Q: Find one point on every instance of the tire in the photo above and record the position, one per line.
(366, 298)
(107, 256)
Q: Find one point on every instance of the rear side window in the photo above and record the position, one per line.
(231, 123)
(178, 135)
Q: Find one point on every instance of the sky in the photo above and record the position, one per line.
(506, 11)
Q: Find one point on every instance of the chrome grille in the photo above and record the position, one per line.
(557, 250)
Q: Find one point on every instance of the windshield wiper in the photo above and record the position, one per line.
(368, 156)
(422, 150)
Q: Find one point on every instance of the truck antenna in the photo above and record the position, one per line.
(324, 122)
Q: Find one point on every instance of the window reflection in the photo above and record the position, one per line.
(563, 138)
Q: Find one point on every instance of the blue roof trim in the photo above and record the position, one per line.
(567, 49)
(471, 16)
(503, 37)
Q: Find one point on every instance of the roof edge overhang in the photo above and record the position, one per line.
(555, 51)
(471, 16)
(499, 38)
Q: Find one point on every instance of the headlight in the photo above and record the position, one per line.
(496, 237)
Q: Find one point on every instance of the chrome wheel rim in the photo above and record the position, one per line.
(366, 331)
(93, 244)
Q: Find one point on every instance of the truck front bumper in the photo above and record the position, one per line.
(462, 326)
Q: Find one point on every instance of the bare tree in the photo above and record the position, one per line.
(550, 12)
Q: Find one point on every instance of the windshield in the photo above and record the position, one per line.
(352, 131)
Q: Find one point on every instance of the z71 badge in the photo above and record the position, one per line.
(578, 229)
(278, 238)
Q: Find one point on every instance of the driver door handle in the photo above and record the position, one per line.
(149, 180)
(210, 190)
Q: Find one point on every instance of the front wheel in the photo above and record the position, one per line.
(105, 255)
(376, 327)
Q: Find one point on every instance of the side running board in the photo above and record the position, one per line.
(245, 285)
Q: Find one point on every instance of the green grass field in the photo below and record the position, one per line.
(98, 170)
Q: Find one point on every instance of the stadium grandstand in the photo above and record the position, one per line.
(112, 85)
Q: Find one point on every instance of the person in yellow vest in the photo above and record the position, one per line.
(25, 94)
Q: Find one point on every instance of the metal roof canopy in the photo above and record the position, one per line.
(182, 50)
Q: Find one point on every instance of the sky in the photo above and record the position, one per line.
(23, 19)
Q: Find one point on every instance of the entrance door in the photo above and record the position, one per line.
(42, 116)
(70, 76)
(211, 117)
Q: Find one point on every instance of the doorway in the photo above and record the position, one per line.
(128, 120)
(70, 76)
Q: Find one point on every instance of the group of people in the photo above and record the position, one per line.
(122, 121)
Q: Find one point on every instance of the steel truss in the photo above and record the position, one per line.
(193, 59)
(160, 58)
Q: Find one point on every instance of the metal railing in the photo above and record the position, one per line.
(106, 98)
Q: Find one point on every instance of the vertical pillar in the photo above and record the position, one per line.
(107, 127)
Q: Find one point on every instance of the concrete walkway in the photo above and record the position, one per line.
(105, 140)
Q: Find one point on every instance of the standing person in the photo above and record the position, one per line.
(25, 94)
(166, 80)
====================
Problem to work on:
Could you rewrite all of the items above, swapping "record the position" for "write down the coordinates" and keeping every other word the same?

Answer to this task:
Q: Find one point on every instance of the tire in the photo above and write down the coordinates, one per line.
(366, 298)
(107, 256)
Q: Find one point on every instance of the rear side window in the photo above and write down the coordinates, one per line.
(231, 123)
(178, 135)
Q: Find one point on every instance of the sky in the photo above and write down the coordinates, one per line.
(506, 11)
Q: Find one point on every instance of the chrome grille in the photo above and write down the coordinates, one per line.
(557, 250)
Q: Find one point on every instance of the windshield wiper in the photo above and write down the coordinates, one per line.
(368, 156)
(422, 150)
Q: Find one point on every instance of the truck antenna in the photo above and write down the coordinates, one per line.
(324, 122)
Q: Find one point on every instance of the window reflection in the photo above and write down the coordinates, one per line.
(563, 138)
Q: Find one point on every instance of the blue roof trim in the photo above and write down the coordinates, one per line.
(567, 49)
(471, 16)
(503, 37)
Q: Find one point on every instance of the roof edge overhang in the photo above and write down the coordinates, one per line.
(555, 51)
(471, 16)
(499, 38)
Q: Find one point on every instance of the headlight in the photo above and write down the coordinates, one per line.
(496, 237)
Q: Find one point on every instance of the chrome wheel rim in the photo above and write down the coordinates, one per line.
(366, 331)
(93, 244)
Q: Find one point on every instance of the truck front bumper in the photo above and write down the coordinates, one per line.
(462, 326)
Q: Find one point on every instance of the bare tree in the photo above and write down the coordinates, one per line.
(550, 12)
Q: Find one point on every instance of the windshield in the photo above and write down the coordinates, one per line.
(352, 131)
Q: Find one point on every instance of the z71 badge in the photo above and write down the coordinates, one per line.
(578, 229)
(278, 238)
Q: Find one point on every instance of the driver door handle in the photo above and write down the coordinates, one per line.
(149, 180)
(210, 190)
Q: Find one point on every instance of the front wheel in the photo above and write down the coordinates, one per line.
(105, 255)
(376, 327)
Q: Find one point on every instance of the side running board in the photo above and write down the coordinates, one per line.
(245, 285)
Q: Find one point on every instance of the green grass field in the photo below and write down the coordinates, one per line.
(98, 170)
Q: Find one point on every instance of the stadium grandstand in the photo above and write down the coordinates, one per line.
(112, 85)
Q: Find one point on every instance of the person in yellow vest in the photo above and write down the coordinates, one per line.
(25, 94)
Q: Find one point on every instance of the metal roof canopy in the photo above and write down the coordinates, one per line.
(182, 50)
Q: Find one point on every instance of the sky in the photo above and write down the coordinates, one per line.
(23, 19)
Q: Find one point on every instance of the entrance door in the photo above and write down the coordinates, one per line.
(42, 116)
(70, 76)
(211, 117)
Q: Find one point on every instance of the doorway in the photo above and write down the coordinates, one per line.
(128, 120)
(70, 76)
Q: Find one point on every instance of the group of people in the photo above and write down the coordinates, one per line.
(122, 121)
Q: Find one point on every instance of the steel truss in the photo above and write down the coordinates, one per line.
(193, 59)
(160, 58)
Q: Find one point on every instance of the metal railing in the photo above and write down the coordinates, one per line.
(106, 98)
Q: Find one point on every instance of the vertical pillar in the photo above and write down the coordinates, one per line.
(107, 127)
Q: Find one point on every instance of the concrete walkway in the photo above and write down the coordinates, one per line.
(105, 140)
Q: Find one point on every instance of the standing person in the photo above and write down the coordinates, one per line.
(25, 94)
(166, 80)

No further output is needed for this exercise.